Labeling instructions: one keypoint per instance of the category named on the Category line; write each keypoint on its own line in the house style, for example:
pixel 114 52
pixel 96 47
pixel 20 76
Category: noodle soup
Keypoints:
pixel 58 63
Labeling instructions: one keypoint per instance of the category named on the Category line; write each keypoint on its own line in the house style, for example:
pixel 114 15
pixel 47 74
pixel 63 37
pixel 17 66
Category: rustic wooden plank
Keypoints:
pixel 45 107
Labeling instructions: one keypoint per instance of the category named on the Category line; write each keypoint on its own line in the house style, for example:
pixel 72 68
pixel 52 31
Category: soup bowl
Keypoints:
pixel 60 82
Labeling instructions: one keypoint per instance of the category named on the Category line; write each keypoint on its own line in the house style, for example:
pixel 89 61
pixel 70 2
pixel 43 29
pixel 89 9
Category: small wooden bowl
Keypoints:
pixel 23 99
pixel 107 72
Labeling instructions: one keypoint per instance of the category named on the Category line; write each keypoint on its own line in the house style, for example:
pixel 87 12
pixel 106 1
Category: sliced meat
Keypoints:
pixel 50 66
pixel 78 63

### Exercise:
Output the full listing above once again, verbatim.

### Answer area:
Labeling instructions: one keypoint per instance of the category named on the Category line; write each keypoint on its own line in the house style, for example:
pixel 114 52
pixel 96 47
pixel 20 76
Category: noodle soup
Keypoints:
pixel 58 63
Labeling instructions: one keypoint per instance of the category named on the Category line; write each keypoint on its own line in the house style, for example:
pixel 114 15
pixel 47 74
pixel 63 37
pixel 17 66
Category: rustic wooden plank
Keypoints:
pixel 45 107
Labeling instructions: one keypoint per instance of the category named on the Category line; write each keypoint on its own line in the house style, for example:
pixel 72 68
pixel 52 31
Category: soup bowl
Keypoints:
pixel 60 82
Labeling instructions: one keypoint per instance of the category named on the Category line; write each keypoint on its own line in the house style, for example:
pixel 89 61
pixel 70 2
pixel 43 29
pixel 89 9
Category: small wooden bowl
Keypoints:
pixel 23 99
pixel 107 72
Labeling instructions: one keypoint per instance of the category named on the Category line; write each keypoint on its own line in the house style, for example:
pixel 87 12
pixel 106 1
Category: sliced meat
Keypoints:
pixel 50 66
pixel 78 63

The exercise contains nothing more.